• Requirements:
Reproduce the Sarajevo essay below word for word, everything from "Sarajevo was 104" down to "less culturally diverse.".

• Supplied text:
The Shabbat after Tisha B’Av is a time of comfort to the long-suffering Jewish people. Awhile back, in a strange bar in a strange land, I experienced it for myself.

Eli Reiter
July 27, 2018

It was Shabbos Nachamu, the Shabbos after Tisha B’Av, traditionally a weekend of partying and socializing for young observant Jews, which, coincidentally, falls this weekend. This, according to Isaiah, is the Shabbos in which the Jewish people are comforted after their suffering. But while all my friends were preparing to party in Brooklyn, I landed late Friday afternoon in a city where I knew no one.

Sarajevo was 104 degrees. When I left the plane after a painfully long trip–New York to Reykjavik to London to Vienna to Sarajevo–I felt the heat before seeing the beautiful mountains that surrounded the city. I was there for the Muslim Jewish Conference that began Sunday evening. For the next three days, I was alone.

A tour guide later explained that it was the Jerusalem of Europe–a melting pot of many cultures. Years of ethnic cleansing, violence, and war made it less culturally diverse.

[Object position labeling entries]
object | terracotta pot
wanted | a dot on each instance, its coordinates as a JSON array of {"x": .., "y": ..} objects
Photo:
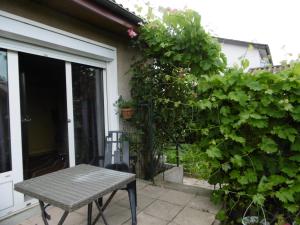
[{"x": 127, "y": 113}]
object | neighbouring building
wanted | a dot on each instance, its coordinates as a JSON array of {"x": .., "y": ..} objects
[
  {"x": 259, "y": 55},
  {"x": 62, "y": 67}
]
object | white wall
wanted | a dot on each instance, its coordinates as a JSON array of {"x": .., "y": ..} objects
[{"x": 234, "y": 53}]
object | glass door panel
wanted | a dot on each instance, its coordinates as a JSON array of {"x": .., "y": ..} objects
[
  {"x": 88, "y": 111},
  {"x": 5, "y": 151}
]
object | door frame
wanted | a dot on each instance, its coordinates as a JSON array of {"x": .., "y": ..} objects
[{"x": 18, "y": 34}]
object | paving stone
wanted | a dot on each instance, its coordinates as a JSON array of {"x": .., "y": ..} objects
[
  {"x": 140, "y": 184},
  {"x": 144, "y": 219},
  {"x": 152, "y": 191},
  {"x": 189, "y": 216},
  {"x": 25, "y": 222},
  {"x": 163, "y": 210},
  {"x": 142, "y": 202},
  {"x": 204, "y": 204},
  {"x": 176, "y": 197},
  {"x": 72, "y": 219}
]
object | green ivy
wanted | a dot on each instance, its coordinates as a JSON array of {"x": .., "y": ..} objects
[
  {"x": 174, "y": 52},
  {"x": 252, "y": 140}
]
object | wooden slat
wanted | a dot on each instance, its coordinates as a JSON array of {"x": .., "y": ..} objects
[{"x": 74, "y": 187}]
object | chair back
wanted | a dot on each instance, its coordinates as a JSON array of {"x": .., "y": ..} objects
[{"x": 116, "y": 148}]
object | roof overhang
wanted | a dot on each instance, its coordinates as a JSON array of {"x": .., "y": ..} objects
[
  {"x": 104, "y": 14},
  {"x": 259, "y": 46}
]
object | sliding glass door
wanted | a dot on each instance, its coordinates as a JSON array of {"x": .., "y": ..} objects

• Correct answer:
Sarajevo was 104 degrees. When I left the plane after a painfully long trip–New York to Reykjavik to London to Vienna to Sarajevo–I felt the heat before seeing the beautiful mountains that surrounded the city. I was there for the Muslim Jewish Conference that began Sunday evening. For the next three days, I was alone.

A tour guide later explained that it was the Jerusalem of Europe–a melting pot of many cultures. Years of ethnic cleansing, violence, and war made it less culturally diverse.